**** Reading text

Defense of the action has been accepted by the Company's insurers.  However, no
assurance can be given that additional costs of defense will not be material to
Citadel's future operating results considering the Company's limited revenue and
operating profits.

Fidelity Employee Claims
- ------------------------

   Citadel is advised that, following the reduction of Citadel's interest in
Fidelity from a 100% ownership interest to an approximately 16% non-voting
equity interest, Fidelity significantly reduced staffing as part of its efforts
to reduce costs.  Certain terminated employees have threatened, and in one case
filed, claims asserting that Citadel is in some manner liable for what is
asserted to be wrongful termination of these individuals by Fidelity.  In light
of the fact that, among other things, these employees were never employees of
Citadel and were terminated only after Citadel's interest in Fidelity had been
reduced to an essentially non-voting 16% interest, the Company believes it has
no liability to these individuals.  Defense of this action has been accepted by
the Company's insurer's, although the Company expects to incur some additional
costs of defense.

Securities Litigation
- ---------------------

   In July 1995, Citadel was named as a defendant in a lawsuit alleging
violations of federal securities laws in connection with the offering of common
stock of Citadel's then wholly owned subsidiary, Fidelity, in 1994 as part of
the previously reported Restructuring (the "Harbor Finance Litigation").  The
suit was filed by Harbor Finance Partners in an alleged class action complaint
in the

                                       13
<PAGE>
 
United States District Court - Central District of California on July 28, 1995
and named as defendants Citadel, Fidelity, Richard M. Greenwood (Fidelity's
chief executive officer and Citadel's former chief executive officer), J.P.

********
**** Stored data

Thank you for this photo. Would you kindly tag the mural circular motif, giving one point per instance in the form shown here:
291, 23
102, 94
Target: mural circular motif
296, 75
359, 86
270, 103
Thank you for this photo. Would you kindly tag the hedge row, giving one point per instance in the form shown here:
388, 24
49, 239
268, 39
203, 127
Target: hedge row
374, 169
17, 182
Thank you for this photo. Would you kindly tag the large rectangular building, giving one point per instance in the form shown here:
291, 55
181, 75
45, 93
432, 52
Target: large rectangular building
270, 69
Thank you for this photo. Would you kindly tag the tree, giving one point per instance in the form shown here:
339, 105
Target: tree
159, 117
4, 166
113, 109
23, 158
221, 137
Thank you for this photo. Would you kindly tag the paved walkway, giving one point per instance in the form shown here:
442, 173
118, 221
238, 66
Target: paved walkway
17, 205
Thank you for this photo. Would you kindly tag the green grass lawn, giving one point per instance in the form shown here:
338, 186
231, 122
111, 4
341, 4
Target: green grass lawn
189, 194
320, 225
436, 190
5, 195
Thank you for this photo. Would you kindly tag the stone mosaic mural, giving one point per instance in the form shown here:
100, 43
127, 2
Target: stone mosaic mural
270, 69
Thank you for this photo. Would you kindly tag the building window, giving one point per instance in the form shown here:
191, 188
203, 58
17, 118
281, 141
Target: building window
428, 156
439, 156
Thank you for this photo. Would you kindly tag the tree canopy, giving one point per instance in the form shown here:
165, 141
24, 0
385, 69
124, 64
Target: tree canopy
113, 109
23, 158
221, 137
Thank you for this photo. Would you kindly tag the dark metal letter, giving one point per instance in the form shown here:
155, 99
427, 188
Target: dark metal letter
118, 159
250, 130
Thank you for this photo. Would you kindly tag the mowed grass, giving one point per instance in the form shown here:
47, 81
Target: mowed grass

********

Task list
1/ Answer these about the litigation text:
(a) After the reduction, roughly what size of interest did Citadel hold in Fidelity?
(b) In what month and year was Citadel named as a defendant in the securities lawsuit?
(c) Which party filed that suit?
2/ Could you rewrite everything in the litigation text from "Citadel is advised" down to "costs of defense.", with "staffing" changed to "headcount"?
Rely only on the text to answer.

Solutions for each task
1/
(a) An approximately 16% non-voting equity interest.
(b) July 1995.
(c) Harbor Finance Partners.

2/
Citadel is advised that, following the reduction of Citadel's interest in
Fidelity from a 100% ownership interest to an approximately 16% non-voting
equity interest, Fidelity significantly reduced headcount as part of its efforts
to reduce costs.  Certain terminated employees have threatened, and in one case
filed, claims asserting that Citadel is in some manner liable for what is
asserted to be wrongful termination of these individuals by Fidelity.  In light
of the fact that, among other things, these employees were never employees of
Citadel and were terminated only after Citadel's interest in Fidelity had been
reduced to an essentially non-voting 16% interest, the Company believes it has
no liability to these individuals.  Defense of this action has been accepted by
the Company's insurer's, although the Company expects to incur some additional
costs of defense.